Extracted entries
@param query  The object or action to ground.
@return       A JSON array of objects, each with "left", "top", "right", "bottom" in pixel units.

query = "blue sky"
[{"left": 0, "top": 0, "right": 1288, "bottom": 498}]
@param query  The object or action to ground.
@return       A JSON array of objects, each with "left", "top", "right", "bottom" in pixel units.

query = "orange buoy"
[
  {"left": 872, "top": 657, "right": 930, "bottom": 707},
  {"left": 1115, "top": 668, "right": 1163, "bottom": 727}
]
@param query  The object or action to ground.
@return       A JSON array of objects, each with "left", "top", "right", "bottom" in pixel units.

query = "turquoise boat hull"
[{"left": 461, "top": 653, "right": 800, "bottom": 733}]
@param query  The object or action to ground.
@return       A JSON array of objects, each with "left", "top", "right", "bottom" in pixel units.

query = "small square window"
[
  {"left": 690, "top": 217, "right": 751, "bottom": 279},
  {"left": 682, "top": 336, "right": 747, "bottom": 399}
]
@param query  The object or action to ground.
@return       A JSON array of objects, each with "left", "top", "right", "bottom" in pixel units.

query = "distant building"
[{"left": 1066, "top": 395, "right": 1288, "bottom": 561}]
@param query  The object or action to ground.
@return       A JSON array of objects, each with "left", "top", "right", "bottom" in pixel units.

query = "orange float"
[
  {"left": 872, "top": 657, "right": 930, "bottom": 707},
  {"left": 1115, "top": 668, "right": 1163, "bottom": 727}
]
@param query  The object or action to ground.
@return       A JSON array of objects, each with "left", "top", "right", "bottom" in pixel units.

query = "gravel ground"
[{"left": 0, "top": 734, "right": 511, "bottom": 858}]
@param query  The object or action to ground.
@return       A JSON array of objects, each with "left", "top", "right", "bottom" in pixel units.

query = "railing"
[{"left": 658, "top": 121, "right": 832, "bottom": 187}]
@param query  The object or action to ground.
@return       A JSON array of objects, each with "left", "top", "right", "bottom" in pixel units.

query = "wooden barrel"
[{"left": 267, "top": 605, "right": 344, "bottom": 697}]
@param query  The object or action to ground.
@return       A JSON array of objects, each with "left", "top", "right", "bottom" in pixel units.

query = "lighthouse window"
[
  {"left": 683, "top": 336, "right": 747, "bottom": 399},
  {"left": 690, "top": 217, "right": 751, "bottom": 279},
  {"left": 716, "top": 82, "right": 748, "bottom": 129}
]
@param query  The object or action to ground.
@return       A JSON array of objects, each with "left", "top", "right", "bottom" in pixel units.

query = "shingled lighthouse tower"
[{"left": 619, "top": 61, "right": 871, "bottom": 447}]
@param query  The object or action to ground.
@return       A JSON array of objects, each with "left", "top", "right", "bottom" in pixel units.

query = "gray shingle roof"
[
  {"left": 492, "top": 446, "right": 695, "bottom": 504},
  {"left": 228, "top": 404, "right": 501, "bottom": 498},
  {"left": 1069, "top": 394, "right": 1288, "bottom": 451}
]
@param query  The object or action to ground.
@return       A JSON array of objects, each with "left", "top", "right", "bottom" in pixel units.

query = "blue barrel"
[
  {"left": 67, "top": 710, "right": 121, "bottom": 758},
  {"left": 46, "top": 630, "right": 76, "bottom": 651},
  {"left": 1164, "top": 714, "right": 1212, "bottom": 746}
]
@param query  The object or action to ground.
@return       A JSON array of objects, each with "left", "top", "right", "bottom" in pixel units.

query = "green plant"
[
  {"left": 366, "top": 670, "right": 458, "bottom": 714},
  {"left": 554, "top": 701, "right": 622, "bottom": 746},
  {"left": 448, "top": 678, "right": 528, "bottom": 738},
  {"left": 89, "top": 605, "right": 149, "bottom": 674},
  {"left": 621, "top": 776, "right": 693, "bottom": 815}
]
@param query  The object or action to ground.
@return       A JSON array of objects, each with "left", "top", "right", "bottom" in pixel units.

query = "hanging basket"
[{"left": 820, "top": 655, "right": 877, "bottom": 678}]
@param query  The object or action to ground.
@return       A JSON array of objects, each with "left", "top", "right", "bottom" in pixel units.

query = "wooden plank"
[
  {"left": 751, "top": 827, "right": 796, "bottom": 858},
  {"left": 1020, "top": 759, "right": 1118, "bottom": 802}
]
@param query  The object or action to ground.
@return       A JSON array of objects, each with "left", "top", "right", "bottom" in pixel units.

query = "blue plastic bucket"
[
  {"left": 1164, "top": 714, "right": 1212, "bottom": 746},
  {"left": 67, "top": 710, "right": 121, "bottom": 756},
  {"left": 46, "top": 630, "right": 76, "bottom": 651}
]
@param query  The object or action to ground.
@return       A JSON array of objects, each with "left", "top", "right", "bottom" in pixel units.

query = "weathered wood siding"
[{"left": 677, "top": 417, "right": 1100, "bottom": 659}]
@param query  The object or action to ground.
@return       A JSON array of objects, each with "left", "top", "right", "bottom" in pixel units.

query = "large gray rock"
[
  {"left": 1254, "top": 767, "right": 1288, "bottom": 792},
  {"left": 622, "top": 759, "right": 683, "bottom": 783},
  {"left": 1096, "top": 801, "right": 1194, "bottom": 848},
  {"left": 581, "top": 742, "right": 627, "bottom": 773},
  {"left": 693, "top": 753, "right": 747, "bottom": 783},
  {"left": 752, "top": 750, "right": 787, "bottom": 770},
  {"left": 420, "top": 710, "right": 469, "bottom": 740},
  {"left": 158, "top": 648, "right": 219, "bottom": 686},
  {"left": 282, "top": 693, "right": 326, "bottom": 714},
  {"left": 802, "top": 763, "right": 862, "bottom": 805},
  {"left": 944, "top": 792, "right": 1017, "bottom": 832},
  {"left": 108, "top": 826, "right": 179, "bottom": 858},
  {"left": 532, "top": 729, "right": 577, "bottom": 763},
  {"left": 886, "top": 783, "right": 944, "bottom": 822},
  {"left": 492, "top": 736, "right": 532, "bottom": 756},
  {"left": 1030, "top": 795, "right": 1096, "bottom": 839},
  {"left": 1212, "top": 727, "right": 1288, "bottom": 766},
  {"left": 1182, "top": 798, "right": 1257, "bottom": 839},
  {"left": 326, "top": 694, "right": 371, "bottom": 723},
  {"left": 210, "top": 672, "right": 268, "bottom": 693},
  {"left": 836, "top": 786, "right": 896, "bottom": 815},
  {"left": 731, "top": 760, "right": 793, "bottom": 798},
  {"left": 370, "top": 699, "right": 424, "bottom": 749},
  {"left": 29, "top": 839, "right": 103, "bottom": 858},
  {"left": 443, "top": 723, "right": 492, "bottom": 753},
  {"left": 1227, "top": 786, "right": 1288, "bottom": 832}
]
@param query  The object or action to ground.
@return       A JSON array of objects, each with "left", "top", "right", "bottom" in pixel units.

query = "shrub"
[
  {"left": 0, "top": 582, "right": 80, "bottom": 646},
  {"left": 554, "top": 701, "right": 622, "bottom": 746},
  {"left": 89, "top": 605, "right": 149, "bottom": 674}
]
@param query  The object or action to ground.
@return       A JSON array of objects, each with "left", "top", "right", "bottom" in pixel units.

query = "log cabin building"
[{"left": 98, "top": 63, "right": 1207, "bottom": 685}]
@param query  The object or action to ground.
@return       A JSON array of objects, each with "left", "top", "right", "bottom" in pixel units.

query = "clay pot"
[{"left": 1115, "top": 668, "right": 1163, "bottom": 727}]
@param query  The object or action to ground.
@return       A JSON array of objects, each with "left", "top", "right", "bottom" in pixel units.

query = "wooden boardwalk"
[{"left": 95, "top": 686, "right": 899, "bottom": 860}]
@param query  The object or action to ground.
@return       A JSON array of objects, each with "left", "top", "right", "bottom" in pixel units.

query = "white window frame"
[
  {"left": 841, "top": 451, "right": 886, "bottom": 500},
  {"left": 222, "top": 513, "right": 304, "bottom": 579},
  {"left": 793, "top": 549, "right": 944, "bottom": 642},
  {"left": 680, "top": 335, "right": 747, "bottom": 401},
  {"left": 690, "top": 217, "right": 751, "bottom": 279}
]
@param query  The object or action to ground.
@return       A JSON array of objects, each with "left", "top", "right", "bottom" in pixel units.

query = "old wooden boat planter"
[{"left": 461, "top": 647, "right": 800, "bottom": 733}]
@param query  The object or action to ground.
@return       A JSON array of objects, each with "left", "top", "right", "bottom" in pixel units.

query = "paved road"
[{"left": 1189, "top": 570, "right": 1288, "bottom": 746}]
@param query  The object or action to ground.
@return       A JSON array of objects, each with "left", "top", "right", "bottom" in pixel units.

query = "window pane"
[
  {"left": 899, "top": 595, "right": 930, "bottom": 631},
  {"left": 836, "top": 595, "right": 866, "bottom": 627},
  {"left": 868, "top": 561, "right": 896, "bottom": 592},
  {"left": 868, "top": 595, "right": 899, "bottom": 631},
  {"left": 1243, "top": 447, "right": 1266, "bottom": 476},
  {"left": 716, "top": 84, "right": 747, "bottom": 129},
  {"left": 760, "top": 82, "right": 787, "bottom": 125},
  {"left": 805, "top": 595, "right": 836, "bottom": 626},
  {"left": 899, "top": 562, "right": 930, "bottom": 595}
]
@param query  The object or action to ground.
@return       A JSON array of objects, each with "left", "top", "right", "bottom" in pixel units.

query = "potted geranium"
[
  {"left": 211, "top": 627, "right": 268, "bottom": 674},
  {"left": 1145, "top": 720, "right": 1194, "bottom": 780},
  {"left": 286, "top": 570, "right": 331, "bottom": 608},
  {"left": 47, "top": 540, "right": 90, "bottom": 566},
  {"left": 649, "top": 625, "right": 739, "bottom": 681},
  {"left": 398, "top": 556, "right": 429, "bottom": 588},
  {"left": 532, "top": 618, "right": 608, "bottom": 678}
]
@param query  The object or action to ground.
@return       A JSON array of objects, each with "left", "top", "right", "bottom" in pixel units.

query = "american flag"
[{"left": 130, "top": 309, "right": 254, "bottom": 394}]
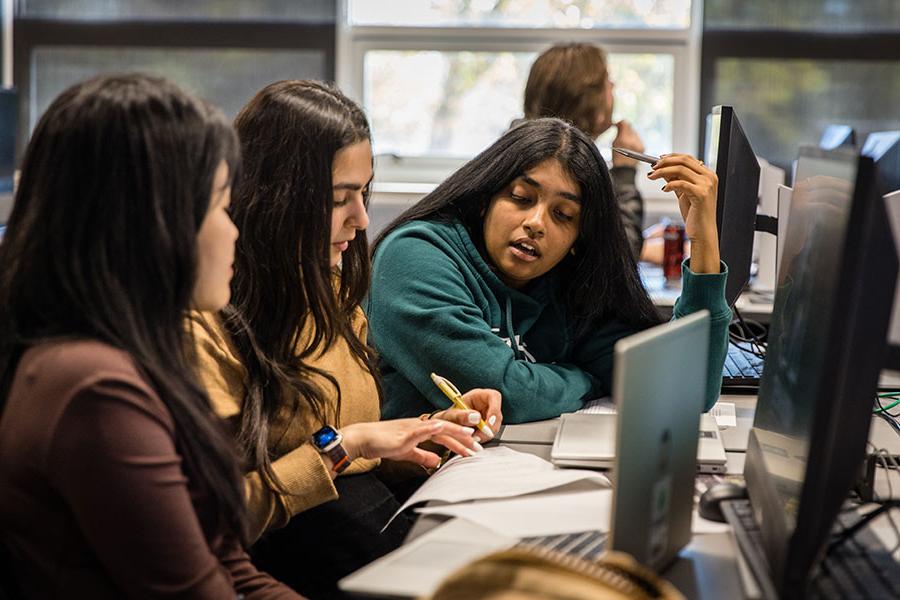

**Problem description**
Select every line in the entries above that contains the string "building", and copy each one unchanged.

**Solution for this exercise**
query = "distant building"
query = "log cabin building"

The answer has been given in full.